__Assignment__: A single number is the whole answer: the count of lines in the records where "SELECT" occurs.

□ □ □ □

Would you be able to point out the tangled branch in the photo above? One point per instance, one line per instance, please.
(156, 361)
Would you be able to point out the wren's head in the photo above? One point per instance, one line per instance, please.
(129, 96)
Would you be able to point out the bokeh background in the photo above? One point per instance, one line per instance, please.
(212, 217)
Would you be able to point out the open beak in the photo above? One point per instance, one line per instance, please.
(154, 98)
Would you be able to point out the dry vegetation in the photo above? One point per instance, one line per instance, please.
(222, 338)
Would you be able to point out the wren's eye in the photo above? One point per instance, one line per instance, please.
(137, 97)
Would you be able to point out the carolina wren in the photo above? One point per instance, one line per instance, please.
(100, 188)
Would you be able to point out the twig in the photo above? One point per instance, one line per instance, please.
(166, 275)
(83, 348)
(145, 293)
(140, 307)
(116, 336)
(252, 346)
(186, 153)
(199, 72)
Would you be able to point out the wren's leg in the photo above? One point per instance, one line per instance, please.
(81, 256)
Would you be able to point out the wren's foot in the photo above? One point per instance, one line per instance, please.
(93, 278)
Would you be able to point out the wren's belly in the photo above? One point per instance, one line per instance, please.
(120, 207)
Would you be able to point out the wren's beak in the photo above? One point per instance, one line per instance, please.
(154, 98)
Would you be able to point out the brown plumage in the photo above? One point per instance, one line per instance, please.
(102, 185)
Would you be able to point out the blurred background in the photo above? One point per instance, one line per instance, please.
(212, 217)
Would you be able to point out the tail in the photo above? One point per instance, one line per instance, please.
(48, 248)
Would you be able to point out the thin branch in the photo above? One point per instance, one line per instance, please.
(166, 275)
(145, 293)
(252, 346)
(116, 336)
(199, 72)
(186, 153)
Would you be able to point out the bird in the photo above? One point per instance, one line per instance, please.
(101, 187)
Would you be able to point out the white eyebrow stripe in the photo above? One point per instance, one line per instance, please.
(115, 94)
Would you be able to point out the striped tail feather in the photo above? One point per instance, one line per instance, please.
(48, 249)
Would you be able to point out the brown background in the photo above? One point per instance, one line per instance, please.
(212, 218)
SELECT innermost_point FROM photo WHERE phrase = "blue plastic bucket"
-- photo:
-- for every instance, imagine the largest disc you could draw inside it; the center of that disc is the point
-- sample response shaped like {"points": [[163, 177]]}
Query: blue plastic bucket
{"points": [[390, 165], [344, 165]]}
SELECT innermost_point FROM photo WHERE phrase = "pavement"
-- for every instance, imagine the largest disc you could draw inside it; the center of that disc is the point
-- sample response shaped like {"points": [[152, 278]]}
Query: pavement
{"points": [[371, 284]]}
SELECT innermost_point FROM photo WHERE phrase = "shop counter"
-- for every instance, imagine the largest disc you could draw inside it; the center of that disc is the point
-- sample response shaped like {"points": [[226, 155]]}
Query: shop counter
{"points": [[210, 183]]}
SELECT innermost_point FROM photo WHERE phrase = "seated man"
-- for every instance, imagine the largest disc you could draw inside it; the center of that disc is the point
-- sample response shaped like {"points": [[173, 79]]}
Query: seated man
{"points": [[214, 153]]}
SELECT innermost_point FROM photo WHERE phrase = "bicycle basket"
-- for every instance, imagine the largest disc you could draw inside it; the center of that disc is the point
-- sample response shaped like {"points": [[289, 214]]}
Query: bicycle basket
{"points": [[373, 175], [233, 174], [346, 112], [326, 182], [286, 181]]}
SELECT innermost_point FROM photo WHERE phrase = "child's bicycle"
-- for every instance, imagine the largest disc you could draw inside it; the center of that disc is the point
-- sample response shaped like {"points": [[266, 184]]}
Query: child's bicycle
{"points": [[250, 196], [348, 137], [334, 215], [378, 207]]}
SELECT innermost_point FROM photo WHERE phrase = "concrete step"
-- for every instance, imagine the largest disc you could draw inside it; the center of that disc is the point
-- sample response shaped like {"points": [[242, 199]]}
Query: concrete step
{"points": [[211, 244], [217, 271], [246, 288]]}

□ □ □ □

__Written response__: 7